Extracted entries.
--- Start ---
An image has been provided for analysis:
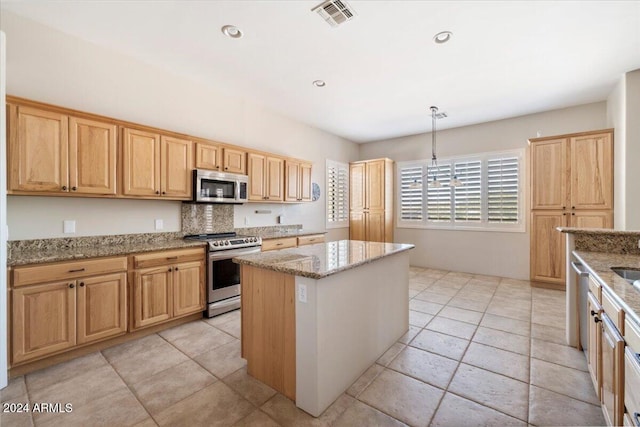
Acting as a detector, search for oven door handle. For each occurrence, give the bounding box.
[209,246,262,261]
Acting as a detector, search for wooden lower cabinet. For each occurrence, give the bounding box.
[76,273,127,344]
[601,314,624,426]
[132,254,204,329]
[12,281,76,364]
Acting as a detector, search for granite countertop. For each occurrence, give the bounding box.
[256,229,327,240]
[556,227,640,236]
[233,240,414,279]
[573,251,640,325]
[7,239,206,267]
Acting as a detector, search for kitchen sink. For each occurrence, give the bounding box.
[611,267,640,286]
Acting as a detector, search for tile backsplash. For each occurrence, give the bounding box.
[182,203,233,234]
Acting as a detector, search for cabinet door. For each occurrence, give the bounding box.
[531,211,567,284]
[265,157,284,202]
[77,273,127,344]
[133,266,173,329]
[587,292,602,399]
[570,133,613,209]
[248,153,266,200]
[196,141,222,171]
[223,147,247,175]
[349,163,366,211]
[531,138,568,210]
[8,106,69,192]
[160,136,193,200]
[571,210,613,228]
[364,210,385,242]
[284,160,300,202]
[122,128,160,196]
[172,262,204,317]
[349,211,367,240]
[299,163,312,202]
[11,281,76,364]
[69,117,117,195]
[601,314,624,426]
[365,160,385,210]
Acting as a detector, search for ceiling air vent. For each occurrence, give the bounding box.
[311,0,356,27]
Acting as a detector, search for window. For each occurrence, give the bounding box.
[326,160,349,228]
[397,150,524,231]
--- End ---
--- Start ---
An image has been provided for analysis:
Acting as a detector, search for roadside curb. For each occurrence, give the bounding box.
--- End ---
Problem to work on.
Please pull out every line in the records above that contains the word "cabinet", copying each one in full.

Exercise output.
Acting as a detector, search for wooden lower cabinet. For each occurrence, give the bounding box.
Acting as a detector, search for cabinet door. For each occurrence, give the bounding box.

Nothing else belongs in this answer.